Take the records underneath and set them down exactly.

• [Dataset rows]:
■ ■ ■ ■ ■ ■ ■
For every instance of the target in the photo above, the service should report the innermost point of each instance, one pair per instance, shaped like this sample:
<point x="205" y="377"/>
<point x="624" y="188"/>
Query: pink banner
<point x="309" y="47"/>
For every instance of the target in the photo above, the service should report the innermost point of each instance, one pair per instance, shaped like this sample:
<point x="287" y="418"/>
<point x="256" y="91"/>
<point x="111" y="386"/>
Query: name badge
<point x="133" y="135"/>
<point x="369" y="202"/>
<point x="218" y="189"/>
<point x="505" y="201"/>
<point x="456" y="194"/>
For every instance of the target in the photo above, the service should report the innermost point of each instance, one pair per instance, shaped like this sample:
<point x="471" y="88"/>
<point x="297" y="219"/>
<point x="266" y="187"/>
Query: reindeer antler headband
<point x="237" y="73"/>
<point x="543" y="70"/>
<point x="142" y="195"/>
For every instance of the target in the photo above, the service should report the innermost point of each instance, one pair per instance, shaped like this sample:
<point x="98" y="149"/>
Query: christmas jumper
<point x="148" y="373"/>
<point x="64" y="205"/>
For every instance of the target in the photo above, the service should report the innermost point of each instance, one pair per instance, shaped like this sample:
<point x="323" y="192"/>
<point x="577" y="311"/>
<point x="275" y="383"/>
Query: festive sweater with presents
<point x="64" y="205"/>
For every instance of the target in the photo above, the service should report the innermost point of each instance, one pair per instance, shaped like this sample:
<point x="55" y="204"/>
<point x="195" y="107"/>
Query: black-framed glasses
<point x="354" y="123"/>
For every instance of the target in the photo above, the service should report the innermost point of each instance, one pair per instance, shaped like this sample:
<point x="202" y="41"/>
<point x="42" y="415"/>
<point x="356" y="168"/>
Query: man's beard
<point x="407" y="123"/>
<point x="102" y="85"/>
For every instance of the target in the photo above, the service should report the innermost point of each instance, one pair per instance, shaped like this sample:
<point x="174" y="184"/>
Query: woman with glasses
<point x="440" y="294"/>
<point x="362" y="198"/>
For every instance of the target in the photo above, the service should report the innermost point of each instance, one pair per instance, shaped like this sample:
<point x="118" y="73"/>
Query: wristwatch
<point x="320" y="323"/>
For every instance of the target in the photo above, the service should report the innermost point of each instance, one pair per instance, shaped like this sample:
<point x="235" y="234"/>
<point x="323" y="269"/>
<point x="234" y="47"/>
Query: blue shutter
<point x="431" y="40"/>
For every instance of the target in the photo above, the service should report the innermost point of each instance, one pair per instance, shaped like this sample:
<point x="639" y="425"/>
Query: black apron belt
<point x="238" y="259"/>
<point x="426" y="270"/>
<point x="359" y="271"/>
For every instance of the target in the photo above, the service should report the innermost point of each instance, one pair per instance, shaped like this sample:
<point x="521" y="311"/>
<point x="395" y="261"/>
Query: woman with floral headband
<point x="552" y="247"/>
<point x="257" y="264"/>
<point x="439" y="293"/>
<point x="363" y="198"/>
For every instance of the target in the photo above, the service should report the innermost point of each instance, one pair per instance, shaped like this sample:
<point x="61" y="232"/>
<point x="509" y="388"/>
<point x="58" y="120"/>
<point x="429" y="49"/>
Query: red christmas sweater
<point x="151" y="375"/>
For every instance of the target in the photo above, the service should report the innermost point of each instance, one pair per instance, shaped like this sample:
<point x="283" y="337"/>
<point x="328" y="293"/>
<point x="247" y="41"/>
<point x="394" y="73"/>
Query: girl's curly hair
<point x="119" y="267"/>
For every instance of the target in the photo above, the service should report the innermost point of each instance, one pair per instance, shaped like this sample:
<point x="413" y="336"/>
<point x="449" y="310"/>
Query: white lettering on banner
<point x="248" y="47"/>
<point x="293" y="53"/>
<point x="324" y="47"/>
■ ■ ■ ■ ■ ■ ■
• [Full answer]:
For every instance of the target in the photo above, the service should report the innermost point of each instance, one pair per instance, shaped like this sample:
<point x="205" y="377"/>
<point x="624" y="188"/>
Query: pink banner
<point x="309" y="47"/>
For every instance of the target in the photo above, the service should report the innermost point of each instance, one pair per instance, shaped like this sample:
<point x="287" y="418"/>
<point x="256" y="91"/>
<point x="111" y="386"/>
Query: name badge
<point x="133" y="135"/>
<point x="369" y="202"/>
<point x="218" y="189"/>
<point x="505" y="201"/>
<point x="456" y="194"/>
For every instance of the target in the photo above, the service should report the innermost point of each instance, one pair per instance, shaped like this sample:
<point x="471" y="88"/>
<point x="297" y="219"/>
<point x="266" y="187"/>
Query: reindeer antler headband
<point x="237" y="73"/>
<point x="543" y="70"/>
<point x="142" y="195"/>
For every instance of the target in the photo above, the service should report the innermost point of each instance, one pair per instance, shaped like this sample:
<point x="98" y="149"/>
Query: christmas jumper
<point x="148" y="373"/>
<point x="64" y="205"/>
For every instance of the target in the photo above, the service should report the innermost point of each instance, one pair per instance, shaped like this sample:
<point x="323" y="192"/>
<point x="577" y="311"/>
<point x="275" y="383"/>
Query: festive sweater with presents
<point x="64" y="205"/>
For every instance of the target in the photo above, the service should report the innermost point of each instance, one pair per instance, shaped like this sample:
<point x="55" y="204"/>
<point x="195" y="107"/>
Query: black-framed glasses
<point x="354" y="123"/>
For every instance of the target in the photo above, the service should report the innermost point of each instance, one pair per instance, shaped like this sample:
<point x="202" y="41"/>
<point x="42" y="415"/>
<point x="356" y="168"/>
Query: man's beard
<point x="407" y="123"/>
<point x="102" y="85"/>
For every instance of the target in the photo above, the service should report the innermost point of each instance, one pair per instance, shaped like this sample:
<point x="174" y="184"/>
Query: woman with glasses
<point x="440" y="294"/>
<point x="362" y="198"/>
For every instance of the target in the photo above, the service should report the innermost point of each instance, one pair per instance, shaped like this sample:
<point x="118" y="73"/>
Query: wristwatch
<point x="320" y="323"/>
For every instance of the target in the photo above, the service should report the innermost point of each instance, one pair per instance, shaped like this sample:
<point x="235" y="234"/>
<point x="323" y="269"/>
<point x="234" y="47"/>
Query: blue shutter
<point x="431" y="40"/>
For every instance of the target in the photo above, the service should report the innermost point of each instance, one pair per instance, shaped like this sample:
<point x="639" y="425"/>
Query: black apron belt
<point x="238" y="259"/>
<point x="426" y="270"/>
<point x="359" y="271"/>
For every instance of the target in the photo above, the service should report the innermost point of each instance, one pair per instance, shaped like this sample:
<point x="521" y="311"/>
<point x="395" y="261"/>
Query: woman with floral headband
<point x="552" y="247"/>
<point x="257" y="264"/>
<point x="439" y="293"/>
<point x="363" y="198"/>
For every instance of the target in the photo above, the service should report the innermost point of each instance, one pair per instance, shaped like this sample:
<point x="61" y="232"/>
<point x="509" y="388"/>
<point x="58" y="120"/>
<point x="429" y="49"/>
Query: red christmas sweater
<point x="151" y="375"/>
For every instance of the target in the photo above, the service should report the innermost point of each instance, one pair per instance, shaped like this sample:
<point x="283" y="337"/>
<point x="328" y="293"/>
<point x="247" y="41"/>
<point x="394" y="73"/>
Query: girl's curly hair
<point x="119" y="267"/>
For every instance of the target in the photo above, the service should report the innermost point of each instance, one pair per instance, shaped like this sample:
<point x="413" y="336"/>
<point x="449" y="310"/>
Query: white lettering on banner
<point x="248" y="47"/>
<point x="293" y="53"/>
<point x="324" y="47"/>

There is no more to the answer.